6. Gratuitous Sex Scenes

Your characters have just been beaten to a pulp, cut with swords, stitched up, had one hour of sleep and no food, but succumb to insatiable lust anyway. Seriously? Have you ever been injured or had surgery? Sex is the last thing on your mind. Look, even if your characters are magical and have instant healing powers, it would take a while before they felt like performing the ridiculous calisthenics some writers put them through. Make sure your characters have recovered sufficiently from trauma before getting it on. There are other ways to bond than sex. Build up to the act if you must use it. Show the characters feeling desire. It is the longing not the culmination that brings tension to the story. 

7. Rape

Which brings me to the final trope. I would like to see this one die. Rape is a legitimate evil we need to fight in the real world. It sadly happens every hour somewhere across the globe, perhaps every minute. However, I think we should stop utilizing rape scenes in stories, especially graphic scenes. Writers are putting millions of images in people's minds in fiction and film. One could argue verisimilitude, but I argue blow by blow descriptions perpetuates and glorifies the act. I truly hate when writers have a character raped but soon after having sex with her Insta-Lover. Rape is traumatic. It causes PTSD. Your story does not need it.

The wonderful thing about Fantasy is: the only limits are your imagination. Find ways to make your story different. There is a huge fan base waiting for your books. That is the only "Insta-Love" I support.

I have a few mini-courses that can help develop your Fantasy novel.

Mastering Fantasy

Mastering Worldbuilding

Mastering Romance

Mastering Character Development

Posted by Diana Hurwitz, author of Story Building Blocks: The Four Layers of Conflict, Story Building Blocks II: Crafting Believable Conflict, Story Building Blocks III: The Revision Layers, and the YA adventure series Mythikas Island. Her weekly blog, Game On: Crafting Believable Conflict explores how characters behave and misbehave. Visit DianaHurwitz.com for more information and free writing tools. You can follow her on Facebook and Twitter.
##########
Your assignment: In the fantasy writing advice, what does the writer say brings tension to a story?

Data listing:
##########
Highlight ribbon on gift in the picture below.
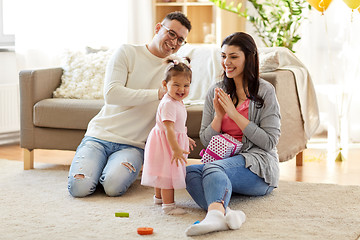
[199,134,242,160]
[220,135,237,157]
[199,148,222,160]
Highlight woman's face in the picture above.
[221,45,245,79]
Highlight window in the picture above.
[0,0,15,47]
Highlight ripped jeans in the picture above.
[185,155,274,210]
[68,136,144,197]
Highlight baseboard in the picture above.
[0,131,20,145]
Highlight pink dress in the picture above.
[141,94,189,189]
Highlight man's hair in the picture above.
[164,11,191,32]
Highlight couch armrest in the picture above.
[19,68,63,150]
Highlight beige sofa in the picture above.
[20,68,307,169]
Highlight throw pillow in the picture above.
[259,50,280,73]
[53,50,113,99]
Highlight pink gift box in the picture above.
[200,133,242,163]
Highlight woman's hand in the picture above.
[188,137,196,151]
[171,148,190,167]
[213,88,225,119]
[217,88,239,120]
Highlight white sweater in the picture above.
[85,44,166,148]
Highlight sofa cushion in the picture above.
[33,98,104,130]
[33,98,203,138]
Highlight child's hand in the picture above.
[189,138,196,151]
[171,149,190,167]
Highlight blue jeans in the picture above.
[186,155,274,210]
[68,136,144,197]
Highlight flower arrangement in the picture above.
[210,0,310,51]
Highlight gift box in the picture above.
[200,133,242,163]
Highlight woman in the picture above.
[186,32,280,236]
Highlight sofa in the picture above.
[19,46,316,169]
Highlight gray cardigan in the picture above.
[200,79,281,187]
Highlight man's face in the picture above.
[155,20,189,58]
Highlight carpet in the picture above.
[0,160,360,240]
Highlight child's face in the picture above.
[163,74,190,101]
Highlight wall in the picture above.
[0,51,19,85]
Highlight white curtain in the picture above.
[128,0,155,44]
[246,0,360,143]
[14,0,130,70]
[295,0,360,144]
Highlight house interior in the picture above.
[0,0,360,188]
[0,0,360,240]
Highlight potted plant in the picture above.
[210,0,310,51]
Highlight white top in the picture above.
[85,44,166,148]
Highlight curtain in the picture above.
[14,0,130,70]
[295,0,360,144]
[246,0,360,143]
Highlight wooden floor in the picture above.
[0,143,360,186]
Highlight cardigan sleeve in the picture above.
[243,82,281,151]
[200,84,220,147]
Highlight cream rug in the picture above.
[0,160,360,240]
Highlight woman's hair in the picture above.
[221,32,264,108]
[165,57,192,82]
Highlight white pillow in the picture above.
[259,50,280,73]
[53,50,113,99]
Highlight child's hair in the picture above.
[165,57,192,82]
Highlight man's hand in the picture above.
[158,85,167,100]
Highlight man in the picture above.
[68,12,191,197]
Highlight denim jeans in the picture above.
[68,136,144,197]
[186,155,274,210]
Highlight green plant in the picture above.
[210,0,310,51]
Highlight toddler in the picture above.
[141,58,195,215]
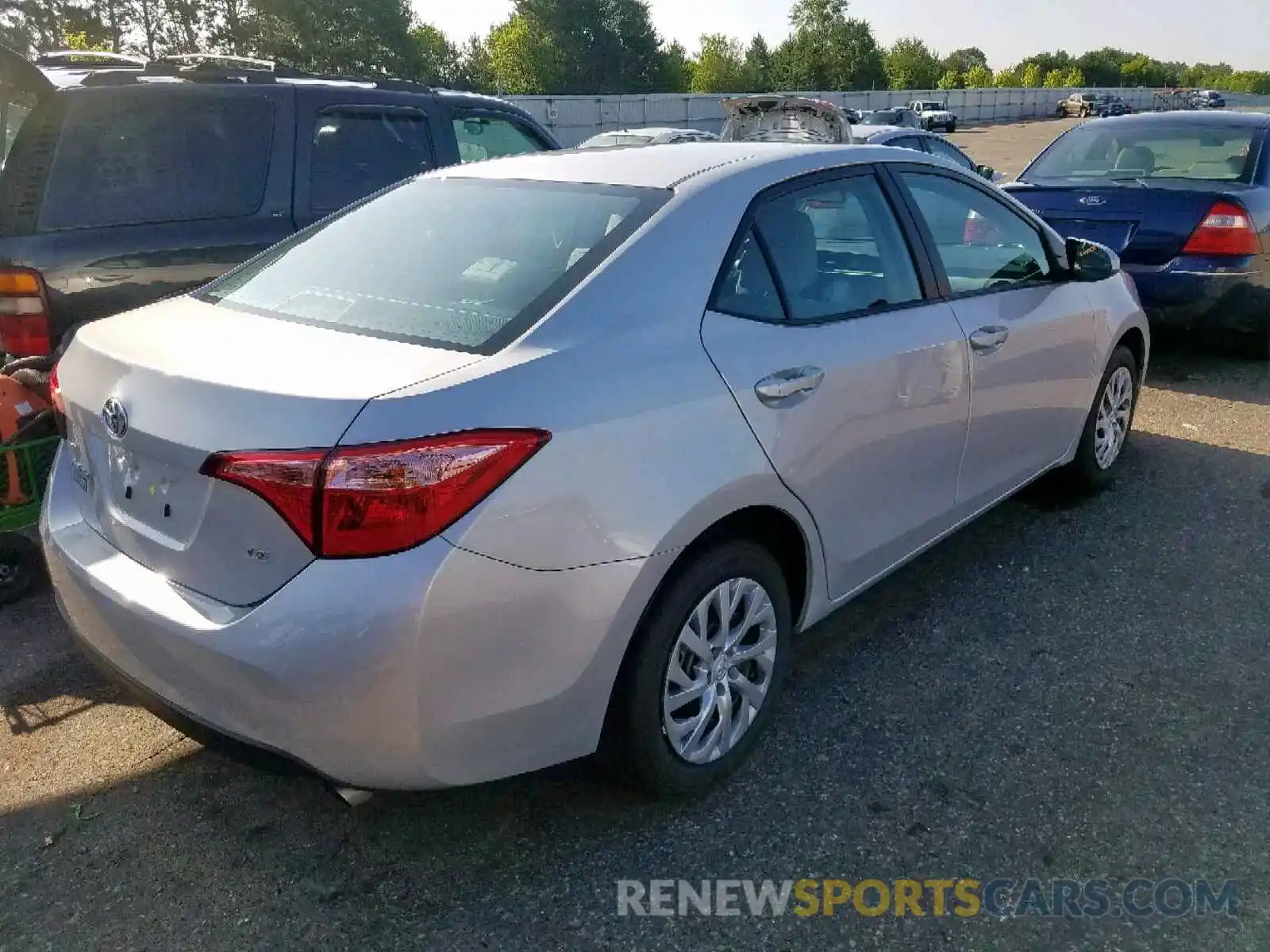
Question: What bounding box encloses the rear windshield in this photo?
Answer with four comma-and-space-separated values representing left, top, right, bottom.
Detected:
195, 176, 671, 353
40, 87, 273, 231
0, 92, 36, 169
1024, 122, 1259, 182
##########
Written reply: The longing, not the culmination.